**ACTIVITY**
Each record is to be reproduced verbatim.

**RECORDS TO PROCESS**
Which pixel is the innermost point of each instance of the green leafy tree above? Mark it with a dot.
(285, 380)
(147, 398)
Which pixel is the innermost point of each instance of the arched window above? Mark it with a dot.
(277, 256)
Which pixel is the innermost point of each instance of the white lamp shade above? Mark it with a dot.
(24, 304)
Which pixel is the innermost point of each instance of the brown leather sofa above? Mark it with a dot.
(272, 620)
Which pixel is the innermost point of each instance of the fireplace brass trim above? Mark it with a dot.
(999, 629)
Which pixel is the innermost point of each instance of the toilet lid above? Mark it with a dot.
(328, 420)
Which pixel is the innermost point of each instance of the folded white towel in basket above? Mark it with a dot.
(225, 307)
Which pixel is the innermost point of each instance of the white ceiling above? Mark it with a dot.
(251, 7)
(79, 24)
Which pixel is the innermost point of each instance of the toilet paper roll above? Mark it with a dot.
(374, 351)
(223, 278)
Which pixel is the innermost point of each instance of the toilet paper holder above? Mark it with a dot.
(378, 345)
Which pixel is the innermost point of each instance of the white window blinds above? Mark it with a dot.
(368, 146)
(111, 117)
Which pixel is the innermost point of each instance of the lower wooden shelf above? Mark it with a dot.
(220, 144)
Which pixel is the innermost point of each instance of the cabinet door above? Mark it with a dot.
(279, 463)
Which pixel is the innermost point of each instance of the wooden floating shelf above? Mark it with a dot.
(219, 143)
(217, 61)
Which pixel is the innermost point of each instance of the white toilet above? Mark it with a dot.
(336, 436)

**OUTPUT OF THE TASK**
Which pixel is the innermost point of each instance of the green leafy tree above? Mark it with a dot.
(285, 380)
(147, 398)
Which pixel is the innermost point of each instance of the arched window above? Mark it with a dot.
(277, 256)
Which pixel is the innermost point of each instance of the white lamp shade above? Mark it with a dot.
(24, 304)
Which pixel is the innermost point of each instance of the brown leather sofa above? Mark it with a dot.
(272, 620)
Which pixel is the innermost point of each instance of the fireplace brass trim above? Mark it with a dot.
(999, 629)
Which pixel is the innermost point of each instance of the toilet lid above? Mark it with a dot.
(328, 420)
Which pixel is the innermost point of each instance of the folded white towel in basket above? Mark it with a dot.
(225, 307)
Which pixel is the innermost point of each instance of the white ceiling above? Mark it with a dot.
(251, 7)
(79, 24)
Which pixel is the innermost point of each instance of the toilet paper roll above? Mark it with a dot.
(374, 351)
(223, 278)
Which pixel is the innermost point of each instance of the toilet paper holder above? Mark it with a dot.
(378, 345)
Which pixel is the innermost point of each instance of the white window blinds above? Mark it with a dot.
(368, 146)
(111, 117)
Which pixel is the innermost point of each instance of the lower wooden shelf above? Mark it with a dot.
(220, 144)
Which pixel is the innermost point of each instance of the cabinet door above? Mark it with a dot.
(279, 463)
Which pixel is the innermost point of each instance of the wooden floating shelf above? Mark it with a dot.
(219, 143)
(217, 61)
Which pixel is the innermost point of each instance of the white toilet above? Mark it with a dot.
(336, 436)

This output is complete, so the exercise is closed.